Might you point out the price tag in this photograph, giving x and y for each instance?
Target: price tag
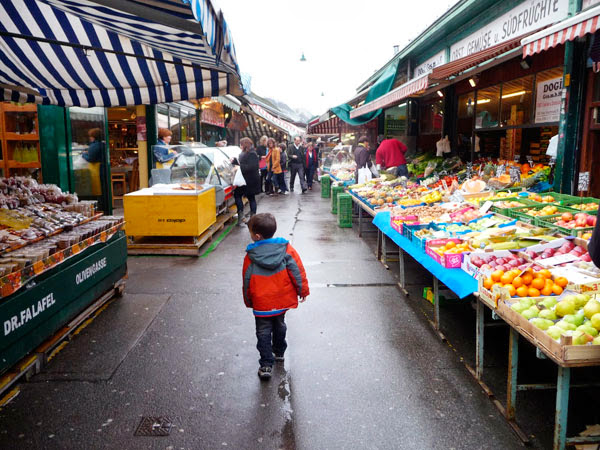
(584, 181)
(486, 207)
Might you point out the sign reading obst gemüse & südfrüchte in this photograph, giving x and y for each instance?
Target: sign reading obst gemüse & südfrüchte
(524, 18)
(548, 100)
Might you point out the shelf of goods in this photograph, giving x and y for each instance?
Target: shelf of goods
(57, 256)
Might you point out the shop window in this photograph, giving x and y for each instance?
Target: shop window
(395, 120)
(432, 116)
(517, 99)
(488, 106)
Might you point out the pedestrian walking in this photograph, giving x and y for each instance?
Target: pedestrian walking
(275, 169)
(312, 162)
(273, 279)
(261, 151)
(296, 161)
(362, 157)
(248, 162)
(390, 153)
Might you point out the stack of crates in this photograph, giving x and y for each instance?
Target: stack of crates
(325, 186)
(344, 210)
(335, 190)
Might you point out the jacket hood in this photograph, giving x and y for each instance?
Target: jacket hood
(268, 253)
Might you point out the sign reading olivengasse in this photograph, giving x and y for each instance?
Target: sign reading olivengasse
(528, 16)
---
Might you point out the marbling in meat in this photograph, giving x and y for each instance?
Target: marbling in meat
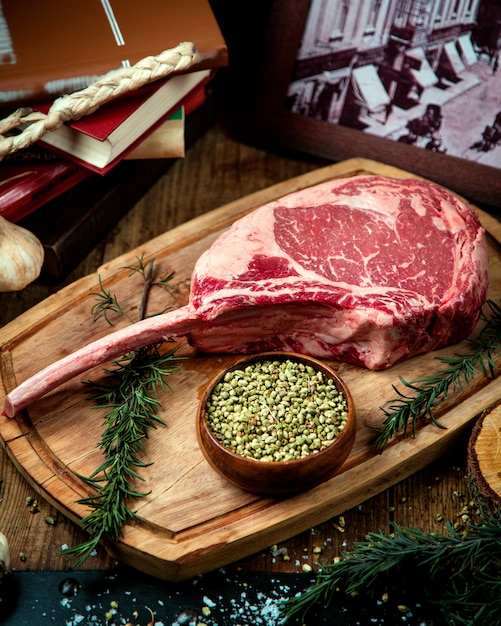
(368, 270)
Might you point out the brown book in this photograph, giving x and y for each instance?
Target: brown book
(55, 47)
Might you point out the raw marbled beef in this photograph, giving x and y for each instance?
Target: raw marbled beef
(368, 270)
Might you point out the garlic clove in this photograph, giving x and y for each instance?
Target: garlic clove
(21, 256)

> TASK TO COMPLETE: Above are the records. Print exactly, and only, the lines from the line with "Target: sign reading obst gemüse & südfrüchte" to the line with "Might you point out the stack", both inclusive.

> ANSWER BOX:
Target: sign reading obst gemüse & südfrüchte
(524, 18)
(548, 100)
Might you point out the shelf of goods in this photograph, giving x and y for each instance?
Target: shelf of goods
(57, 256)
Might you point out the shop window in this photograph, giving x and y for each instance?
Target: shop window
(395, 120)
(432, 116)
(517, 99)
(488, 106)
Might you point out the pedestrian walking in this photograph, giving x and y for each instance?
Target: pedestrian walking
(275, 169)
(312, 162)
(273, 279)
(261, 151)
(296, 161)
(362, 157)
(248, 162)
(390, 153)
Might you point out the stack of crates in this photograph, giving x and y for each instance?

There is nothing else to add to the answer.